**Short problem A**
Tally the lines in the entries below that contain the word "jacket", treating uppercase and lowercase as different, and reply with the number only.

**Passage to read**
>>

From docker-compose to Voltainer in one script

Tracebind compiles authorized browser sessions into typed APIs. To do that, it drives Auto Browser — an open-source controller that fronts an Xvfb + Chromium runtime via Playwright and exposes a REST/MCP API. Auto Browser ships as a docker-compose stack. We don't run Docker.

This post is the honest log of converting Auto Browser to Voltainer, ArmoredGate's hardened systemd-nspawn platform, in a single bring-up script. Useful if you are evaluating Voltainer, considering systemd-nspawn for production workloads, or trying to wean a non-trivial container stack off Docker. We will not pretend the conversion was clean. It was not. The script is now scripts/voltainer-up.sh and runs end-to-end in about thirty minutes on a cold host. Here is what got us there.

Starting point

Auto Browser's docker-compose.yml declares two services:

browser-node — Debian base image with Xvfb, Chromium, and a small Python supervisor that boots a Playwright server on :9223 plus VNC on :5900 and noVNC on :6080.
controller — FastAPI service on :8000 that talks to browser-node over WebSocket, exposes the REST/MCP surface, and persists session metadata to a shared volume.

The compose file mounts a named volume at /data on both services, runs them on a user-defined bridge network, and forwards a handful of ports to the host. Standard pattern. Nothing exotic.

<<

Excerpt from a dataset
>>

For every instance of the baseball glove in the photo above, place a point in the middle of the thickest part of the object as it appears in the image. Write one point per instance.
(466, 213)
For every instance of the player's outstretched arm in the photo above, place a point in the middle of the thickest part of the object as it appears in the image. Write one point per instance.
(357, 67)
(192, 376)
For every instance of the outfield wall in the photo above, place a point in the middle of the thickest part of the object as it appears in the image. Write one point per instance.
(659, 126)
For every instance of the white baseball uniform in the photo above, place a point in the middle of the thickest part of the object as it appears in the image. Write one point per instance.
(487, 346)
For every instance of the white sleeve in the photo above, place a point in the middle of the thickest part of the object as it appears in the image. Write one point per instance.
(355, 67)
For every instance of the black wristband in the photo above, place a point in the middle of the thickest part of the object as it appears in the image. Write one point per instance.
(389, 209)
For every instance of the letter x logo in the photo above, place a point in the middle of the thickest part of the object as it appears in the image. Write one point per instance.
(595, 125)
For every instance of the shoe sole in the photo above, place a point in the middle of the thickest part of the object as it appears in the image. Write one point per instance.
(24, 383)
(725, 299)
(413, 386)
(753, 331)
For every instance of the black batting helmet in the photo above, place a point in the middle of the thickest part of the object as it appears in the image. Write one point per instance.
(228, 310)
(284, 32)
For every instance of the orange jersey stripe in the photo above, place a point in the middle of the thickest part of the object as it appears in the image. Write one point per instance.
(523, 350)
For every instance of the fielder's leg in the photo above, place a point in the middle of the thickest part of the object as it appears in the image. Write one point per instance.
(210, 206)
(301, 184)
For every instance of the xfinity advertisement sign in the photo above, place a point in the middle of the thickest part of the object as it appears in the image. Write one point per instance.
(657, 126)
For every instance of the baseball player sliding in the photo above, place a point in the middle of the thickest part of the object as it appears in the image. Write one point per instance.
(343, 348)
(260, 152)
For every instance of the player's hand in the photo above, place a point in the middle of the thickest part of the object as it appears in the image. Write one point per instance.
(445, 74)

<<
>>

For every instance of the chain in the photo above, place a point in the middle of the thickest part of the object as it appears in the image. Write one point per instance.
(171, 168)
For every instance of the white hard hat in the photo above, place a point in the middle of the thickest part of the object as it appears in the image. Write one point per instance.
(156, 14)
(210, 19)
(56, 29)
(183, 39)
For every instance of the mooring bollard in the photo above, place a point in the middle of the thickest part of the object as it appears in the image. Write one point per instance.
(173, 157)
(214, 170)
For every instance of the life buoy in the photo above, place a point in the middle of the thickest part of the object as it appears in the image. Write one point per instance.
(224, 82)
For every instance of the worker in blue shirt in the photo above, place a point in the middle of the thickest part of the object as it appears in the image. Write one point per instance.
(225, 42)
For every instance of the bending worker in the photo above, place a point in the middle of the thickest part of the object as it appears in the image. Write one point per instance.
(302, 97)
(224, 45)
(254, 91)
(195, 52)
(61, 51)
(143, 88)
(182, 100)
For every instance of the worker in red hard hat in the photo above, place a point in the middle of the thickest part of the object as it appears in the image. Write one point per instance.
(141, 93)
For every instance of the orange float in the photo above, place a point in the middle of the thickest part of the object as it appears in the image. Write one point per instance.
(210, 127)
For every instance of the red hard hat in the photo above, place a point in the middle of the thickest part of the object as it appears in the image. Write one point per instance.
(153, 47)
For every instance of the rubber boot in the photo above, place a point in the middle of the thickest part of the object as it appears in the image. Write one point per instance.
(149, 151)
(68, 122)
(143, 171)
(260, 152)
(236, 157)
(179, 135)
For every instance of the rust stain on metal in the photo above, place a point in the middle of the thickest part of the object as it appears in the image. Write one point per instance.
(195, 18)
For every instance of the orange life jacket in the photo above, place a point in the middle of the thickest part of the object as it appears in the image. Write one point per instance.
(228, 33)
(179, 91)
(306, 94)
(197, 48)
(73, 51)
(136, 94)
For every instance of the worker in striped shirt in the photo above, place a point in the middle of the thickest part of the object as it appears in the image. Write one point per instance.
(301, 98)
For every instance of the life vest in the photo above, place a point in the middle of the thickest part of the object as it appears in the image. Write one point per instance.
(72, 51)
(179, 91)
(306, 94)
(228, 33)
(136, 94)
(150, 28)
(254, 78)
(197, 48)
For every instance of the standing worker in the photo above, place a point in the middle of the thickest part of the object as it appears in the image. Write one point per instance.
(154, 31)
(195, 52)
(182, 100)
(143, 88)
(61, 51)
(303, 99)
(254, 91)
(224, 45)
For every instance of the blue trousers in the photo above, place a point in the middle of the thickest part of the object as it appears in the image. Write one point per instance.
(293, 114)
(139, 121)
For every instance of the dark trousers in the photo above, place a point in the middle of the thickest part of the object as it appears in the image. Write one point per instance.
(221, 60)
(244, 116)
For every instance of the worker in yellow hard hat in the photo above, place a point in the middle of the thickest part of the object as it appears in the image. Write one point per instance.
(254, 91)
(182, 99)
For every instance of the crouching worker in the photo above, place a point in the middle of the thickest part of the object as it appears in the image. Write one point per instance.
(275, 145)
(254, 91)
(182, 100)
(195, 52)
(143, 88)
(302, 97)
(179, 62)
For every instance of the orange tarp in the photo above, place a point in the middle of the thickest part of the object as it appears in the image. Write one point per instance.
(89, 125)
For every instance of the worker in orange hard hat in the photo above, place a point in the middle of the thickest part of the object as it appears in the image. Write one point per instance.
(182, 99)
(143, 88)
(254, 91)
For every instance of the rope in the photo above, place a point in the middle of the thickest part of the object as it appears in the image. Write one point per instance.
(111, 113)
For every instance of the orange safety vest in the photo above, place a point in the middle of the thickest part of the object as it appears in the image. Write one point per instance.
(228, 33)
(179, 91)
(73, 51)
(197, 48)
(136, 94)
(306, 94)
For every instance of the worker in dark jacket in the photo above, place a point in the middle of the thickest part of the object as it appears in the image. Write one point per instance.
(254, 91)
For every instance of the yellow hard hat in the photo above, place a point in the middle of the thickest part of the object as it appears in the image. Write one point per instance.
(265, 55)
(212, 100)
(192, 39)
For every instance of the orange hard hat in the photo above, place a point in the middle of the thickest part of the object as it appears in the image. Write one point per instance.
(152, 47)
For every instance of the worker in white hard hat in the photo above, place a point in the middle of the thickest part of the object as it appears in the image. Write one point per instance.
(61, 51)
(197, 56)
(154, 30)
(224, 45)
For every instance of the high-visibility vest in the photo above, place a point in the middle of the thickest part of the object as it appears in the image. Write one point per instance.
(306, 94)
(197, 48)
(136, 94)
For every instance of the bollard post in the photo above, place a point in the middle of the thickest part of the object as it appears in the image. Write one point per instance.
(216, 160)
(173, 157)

<<

**Short problem B**
Write out the passage of the Voltainer conversion post above, starting with "browser-node — Debian" and going on through "a shared volume.".

**Expected answer A**
2

**Expected answer B**
browser-node — Debian base image with Xvfb, Chromium, and a small Python supervisor that boots a Playwright server on :9223 plus VNC on :5900 and noVNC on :6080.
controller — FastAPI service on :8000 that talks to browser-node over WebSocket, exposes the REST/MCP surface, and persists session metadata to a shared volume.